Pointing dataset records:
#####

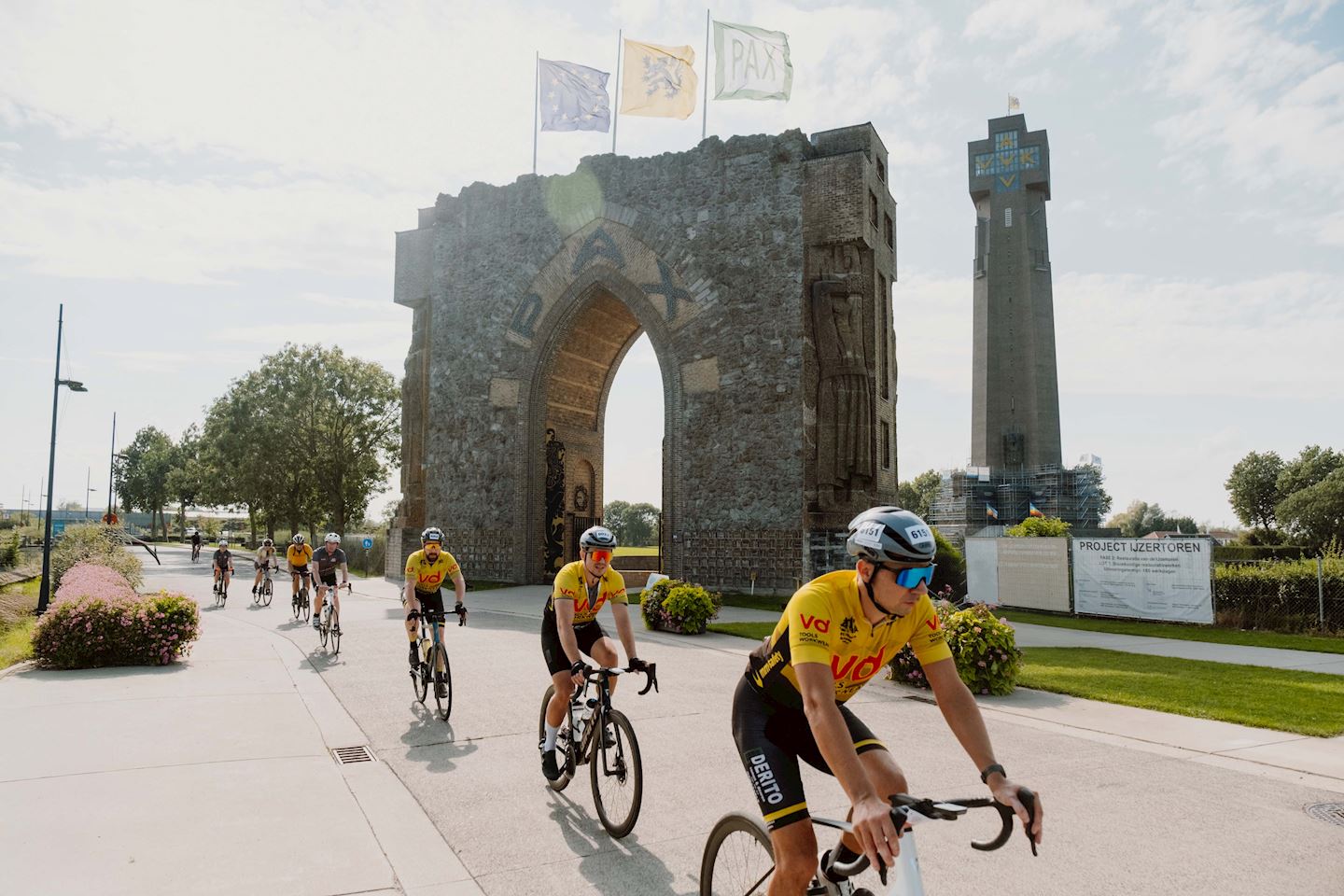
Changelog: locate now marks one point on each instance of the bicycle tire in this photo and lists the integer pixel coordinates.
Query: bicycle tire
(617, 764)
(445, 703)
(570, 764)
(748, 862)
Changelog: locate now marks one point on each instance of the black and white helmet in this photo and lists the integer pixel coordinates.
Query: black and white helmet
(598, 536)
(890, 535)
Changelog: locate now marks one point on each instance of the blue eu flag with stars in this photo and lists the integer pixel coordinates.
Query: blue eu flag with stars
(573, 97)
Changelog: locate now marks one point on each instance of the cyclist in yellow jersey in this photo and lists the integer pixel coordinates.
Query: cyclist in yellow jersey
(425, 574)
(297, 555)
(836, 633)
(570, 629)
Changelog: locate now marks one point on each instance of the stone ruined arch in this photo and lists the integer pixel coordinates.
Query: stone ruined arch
(578, 344)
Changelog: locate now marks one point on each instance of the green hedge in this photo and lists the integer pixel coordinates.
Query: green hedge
(1253, 553)
(119, 630)
(983, 647)
(94, 543)
(1274, 595)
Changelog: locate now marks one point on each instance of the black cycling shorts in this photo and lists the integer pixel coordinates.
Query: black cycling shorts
(770, 739)
(430, 601)
(586, 635)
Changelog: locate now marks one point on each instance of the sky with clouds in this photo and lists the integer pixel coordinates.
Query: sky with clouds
(201, 183)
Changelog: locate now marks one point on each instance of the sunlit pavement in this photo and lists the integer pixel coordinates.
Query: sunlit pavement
(1127, 810)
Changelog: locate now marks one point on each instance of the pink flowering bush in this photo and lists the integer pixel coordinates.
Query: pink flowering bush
(93, 580)
(983, 647)
(98, 621)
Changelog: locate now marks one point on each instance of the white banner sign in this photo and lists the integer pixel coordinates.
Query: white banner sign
(1144, 578)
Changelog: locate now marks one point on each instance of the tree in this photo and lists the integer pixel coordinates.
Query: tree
(143, 474)
(1038, 526)
(1315, 514)
(1253, 488)
(632, 525)
(919, 493)
(1307, 469)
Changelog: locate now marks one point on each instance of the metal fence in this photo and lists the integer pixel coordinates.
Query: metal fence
(1303, 595)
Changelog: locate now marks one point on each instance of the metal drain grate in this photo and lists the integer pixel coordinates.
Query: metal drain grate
(347, 755)
(1334, 813)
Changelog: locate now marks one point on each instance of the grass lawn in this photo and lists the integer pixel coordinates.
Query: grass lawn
(1323, 644)
(17, 605)
(1307, 703)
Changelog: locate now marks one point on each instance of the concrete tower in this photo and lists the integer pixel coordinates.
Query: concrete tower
(1015, 394)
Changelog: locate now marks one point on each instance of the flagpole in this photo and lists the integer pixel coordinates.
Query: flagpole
(616, 110)
(705, 119)
(537, 105)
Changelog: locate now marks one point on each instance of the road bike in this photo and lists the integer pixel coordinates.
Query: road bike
(329, 623)
(266, 589)
(299, 603)
(739, 860)
(604, 737)
(433, 666)
(220, 590)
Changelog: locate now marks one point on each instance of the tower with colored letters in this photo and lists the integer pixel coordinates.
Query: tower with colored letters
(1015, 390)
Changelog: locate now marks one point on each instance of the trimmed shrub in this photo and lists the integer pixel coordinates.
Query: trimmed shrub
(116, 629)
(983, 647)
(94, 543)
(952, 565)
(678, 606)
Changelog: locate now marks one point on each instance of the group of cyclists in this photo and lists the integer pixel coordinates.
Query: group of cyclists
(834, 635)
(299, 555)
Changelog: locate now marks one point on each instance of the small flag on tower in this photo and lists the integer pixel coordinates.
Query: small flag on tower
(657, 81)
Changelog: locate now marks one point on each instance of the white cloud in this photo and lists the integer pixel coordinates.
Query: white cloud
(196, 232)
(1043, 24)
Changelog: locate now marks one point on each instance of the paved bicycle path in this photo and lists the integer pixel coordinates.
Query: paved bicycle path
(1191, 821)
(213, 776)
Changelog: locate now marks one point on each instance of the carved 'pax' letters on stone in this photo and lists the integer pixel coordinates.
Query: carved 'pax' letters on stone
(666, 289)
(598, 245)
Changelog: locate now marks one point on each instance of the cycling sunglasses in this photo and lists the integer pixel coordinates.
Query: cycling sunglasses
(912, 577)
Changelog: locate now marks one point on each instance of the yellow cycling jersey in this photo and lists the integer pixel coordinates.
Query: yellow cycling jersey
(824, 623)
(570, 586)
(429, 577)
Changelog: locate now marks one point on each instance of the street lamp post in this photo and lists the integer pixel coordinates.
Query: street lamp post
(45, 589)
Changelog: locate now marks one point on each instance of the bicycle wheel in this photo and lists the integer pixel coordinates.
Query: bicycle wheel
(442, 682)
(738, 859)
(617, 777)
(565, 749)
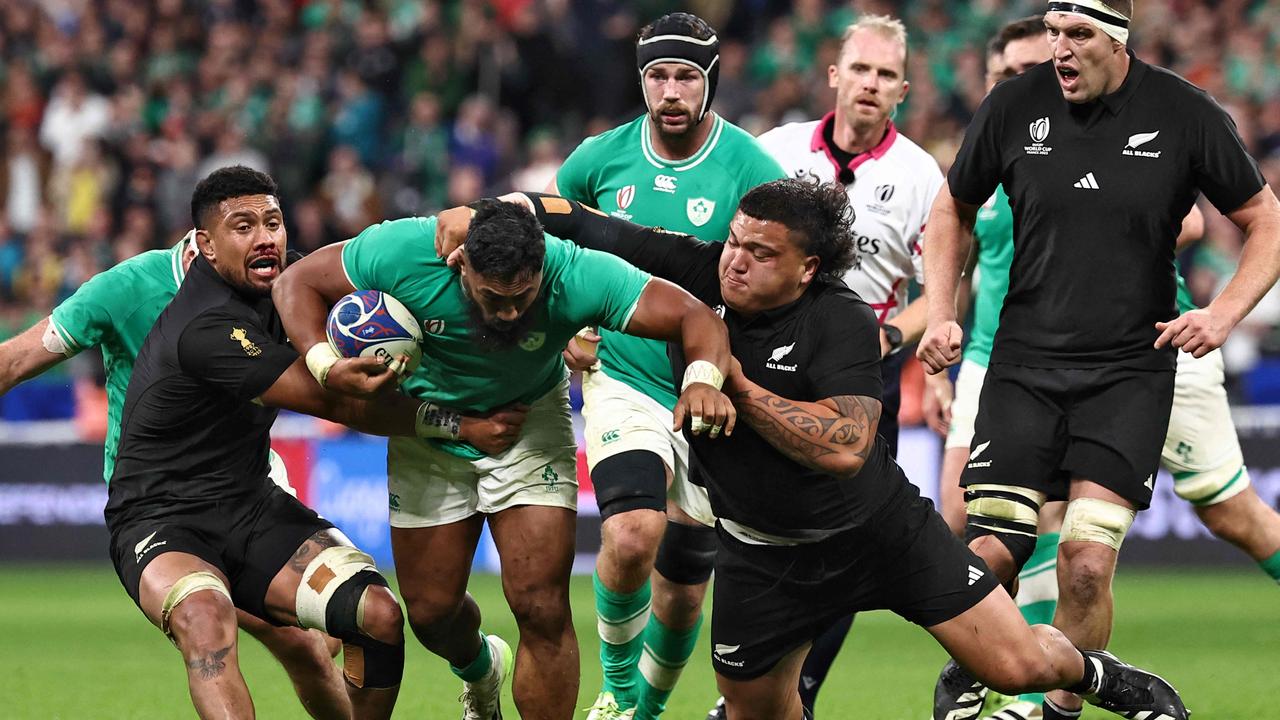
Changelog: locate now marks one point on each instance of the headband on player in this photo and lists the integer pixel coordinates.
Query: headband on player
(702, 54)
(1107, 19)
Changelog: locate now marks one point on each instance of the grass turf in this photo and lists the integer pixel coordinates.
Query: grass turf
(74, 647)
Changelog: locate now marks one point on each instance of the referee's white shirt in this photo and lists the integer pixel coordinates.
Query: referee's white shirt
(894, 187)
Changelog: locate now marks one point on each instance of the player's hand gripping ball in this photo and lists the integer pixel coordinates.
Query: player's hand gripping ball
(369, 323)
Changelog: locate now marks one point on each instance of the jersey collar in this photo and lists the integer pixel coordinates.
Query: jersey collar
(650, 153)
(176, 258)
(819, 144)
(1129, 87)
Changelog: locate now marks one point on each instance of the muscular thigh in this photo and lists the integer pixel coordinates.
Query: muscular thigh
(1201, 449)
(540, 469)
(535, 545)
(266, 548)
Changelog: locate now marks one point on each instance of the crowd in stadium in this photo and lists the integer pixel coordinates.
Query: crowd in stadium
(365, 110)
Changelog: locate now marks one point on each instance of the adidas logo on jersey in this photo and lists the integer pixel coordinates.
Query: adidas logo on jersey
(1087, 182)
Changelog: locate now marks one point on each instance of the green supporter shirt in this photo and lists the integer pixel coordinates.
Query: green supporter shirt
(620, 173)
(580, 287)
(993, 231)
(115, 309)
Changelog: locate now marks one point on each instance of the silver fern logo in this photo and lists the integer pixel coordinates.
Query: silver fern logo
(1138, 140)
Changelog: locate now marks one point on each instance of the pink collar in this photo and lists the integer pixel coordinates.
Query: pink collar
(819, 142)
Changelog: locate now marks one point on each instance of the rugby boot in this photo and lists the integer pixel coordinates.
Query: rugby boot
(1018, 710)
(481, 700)
(958, 696)
(606, 707)
(1133, 692)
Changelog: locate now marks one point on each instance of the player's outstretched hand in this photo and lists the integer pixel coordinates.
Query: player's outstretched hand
(1198, 332)
(708, 410)
(497, 431)
(365, 377)
(580, 351)
(940, 347)
(936, 402)
(451, 232)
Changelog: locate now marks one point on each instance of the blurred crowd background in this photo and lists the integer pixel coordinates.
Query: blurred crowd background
(371, 109)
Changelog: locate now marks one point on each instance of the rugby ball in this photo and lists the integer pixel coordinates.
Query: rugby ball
(371, 323)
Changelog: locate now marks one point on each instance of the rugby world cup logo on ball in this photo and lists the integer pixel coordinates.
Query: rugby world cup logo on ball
(369, 323)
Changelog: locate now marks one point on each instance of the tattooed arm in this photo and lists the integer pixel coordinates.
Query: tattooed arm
(832, 436)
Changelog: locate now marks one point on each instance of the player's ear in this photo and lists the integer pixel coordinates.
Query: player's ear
(205, 242)
(810, 269)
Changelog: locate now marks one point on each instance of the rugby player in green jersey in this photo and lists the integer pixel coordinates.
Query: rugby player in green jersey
(506, 454)
(681, 167)
(114, 310)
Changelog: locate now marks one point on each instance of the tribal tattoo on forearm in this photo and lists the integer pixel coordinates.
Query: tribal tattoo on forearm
(807, 437)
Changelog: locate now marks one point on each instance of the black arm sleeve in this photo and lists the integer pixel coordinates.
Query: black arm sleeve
(681, 259)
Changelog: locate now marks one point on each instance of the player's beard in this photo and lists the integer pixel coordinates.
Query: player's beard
(492, 338)
(656, 118)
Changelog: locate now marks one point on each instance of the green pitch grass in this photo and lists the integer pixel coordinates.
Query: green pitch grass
(72, 646)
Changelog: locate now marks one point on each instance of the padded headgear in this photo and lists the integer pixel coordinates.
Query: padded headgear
(670, 41)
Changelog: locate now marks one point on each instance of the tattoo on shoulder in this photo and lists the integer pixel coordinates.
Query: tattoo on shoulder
(210, 665)
(798, 432)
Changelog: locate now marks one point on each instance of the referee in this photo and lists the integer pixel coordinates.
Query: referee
(816, 518)
(1101, 155)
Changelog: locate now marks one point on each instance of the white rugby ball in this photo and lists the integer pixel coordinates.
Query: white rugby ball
(369, 323)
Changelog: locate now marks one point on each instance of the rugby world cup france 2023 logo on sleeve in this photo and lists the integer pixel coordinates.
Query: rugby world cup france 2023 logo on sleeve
(1040, 132)
(369, 323)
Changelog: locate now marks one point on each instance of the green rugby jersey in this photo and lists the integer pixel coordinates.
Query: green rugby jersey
(115, 309)
(620, 173)
(993, 231)
(580, 287)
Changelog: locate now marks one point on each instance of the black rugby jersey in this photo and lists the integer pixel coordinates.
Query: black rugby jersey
(1098, 192)
(823, 345)
(191, 432)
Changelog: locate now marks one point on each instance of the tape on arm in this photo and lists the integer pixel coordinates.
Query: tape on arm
(320, 359)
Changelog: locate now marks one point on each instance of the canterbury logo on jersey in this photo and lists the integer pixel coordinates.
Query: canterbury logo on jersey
(625, 196)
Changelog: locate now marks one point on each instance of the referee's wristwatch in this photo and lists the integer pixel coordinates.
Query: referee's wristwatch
(894, 336)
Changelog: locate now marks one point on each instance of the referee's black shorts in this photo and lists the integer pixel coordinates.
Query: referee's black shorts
(769, 600)
(250, 541)
(1040, 427)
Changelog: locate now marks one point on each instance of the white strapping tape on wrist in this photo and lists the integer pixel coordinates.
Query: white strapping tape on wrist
(702, 372)
(320, 359)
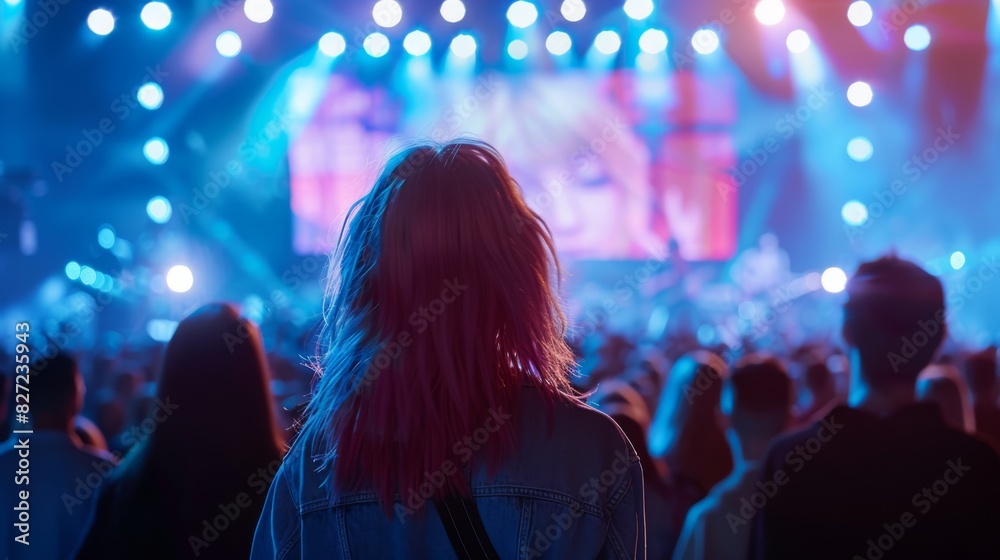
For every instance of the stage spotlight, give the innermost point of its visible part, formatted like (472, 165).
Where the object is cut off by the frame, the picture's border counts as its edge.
(106, 237)
(558, 43)
(522, 14)
(179, 278)
(463, 45)
(452, 10)
(797, 41)
(150, 96)
(638, 9)
(573, 10)
(653, 41)
(860, 149)
(156, 15)
(258, 11)
(859, 94)
(387, 13)
(705, 41)
(517, 49)
(859, 13)
(159, 210)
(156, 151)
(607, 42)
(229, 44)
(417, 43)
(917, 38)
(332, 44)
(769, 12)
(854, 213)
(834, 280)
(88, 276)
(101, 22)
(376, 45)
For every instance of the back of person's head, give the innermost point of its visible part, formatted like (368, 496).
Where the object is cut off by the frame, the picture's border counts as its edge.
(981, 373)
(757, 398)
(942, 384)
(685, 429)
(895, 319)
(213, 395)
(441, 304)
(57, 393)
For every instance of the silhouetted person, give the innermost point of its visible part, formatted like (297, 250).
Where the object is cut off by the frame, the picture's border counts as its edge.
(63, 474)
(444, 393)
(884, 476)
(686, 434)
(756, 403)
(194, 486)
(981, 374)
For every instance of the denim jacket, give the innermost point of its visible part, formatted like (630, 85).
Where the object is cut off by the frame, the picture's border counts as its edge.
(574, 491)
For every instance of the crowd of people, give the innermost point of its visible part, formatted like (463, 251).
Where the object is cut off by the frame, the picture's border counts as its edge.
(446, 417)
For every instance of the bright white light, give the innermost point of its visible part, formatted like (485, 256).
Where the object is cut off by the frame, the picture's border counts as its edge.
(463, 45)
(376, 45)
(522, 14)
(417, 43)
(452, 10)
(258, 11)
(159, 210)
(387, 13)
(957, 260)
(573, 10)
(638, 9)
(917, 38)
(860, 148)
(156, 151)
(653, 41)
(150, 95)
(705, 41)
(607, 42)
(859, 94)
(332, 44)
(558, 43)
(769, 12)
(106, 237)
(854, 213)
(517, 49)
(179, 278)
(156, 15)
(859, 13)
(101, 22)
(797, 41)
(834, 280)
(229, 44)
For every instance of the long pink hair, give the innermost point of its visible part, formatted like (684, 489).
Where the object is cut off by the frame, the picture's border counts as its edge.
(441, 305)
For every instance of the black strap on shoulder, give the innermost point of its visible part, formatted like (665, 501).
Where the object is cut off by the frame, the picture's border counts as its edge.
(466, 532)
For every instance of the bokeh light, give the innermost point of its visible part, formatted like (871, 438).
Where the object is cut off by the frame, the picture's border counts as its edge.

#####

What to do: Render the lines of the data from the line containing "For every instance of the black" through the end of the data, inclusive, as a Markdown table with the columns Row and Line, leaving out any blank lines.

Answer to this task:
| Row | Line |
|---|---|
| 1 | For every instance of the black strap on shoulder, give the innermost point of its visible part, formatted like (665, 501). |
| 2 | Where the object is cut off by the frame, the picture's border counts as its edge. |
| 3 | (466, 532) |
| 4 | For every instance of the bokeh light, give the innermost point of its visible part, formatted like (871, 438). |
| 5 | Where the object is cut off by the frame, the picture's border counts as its edge. |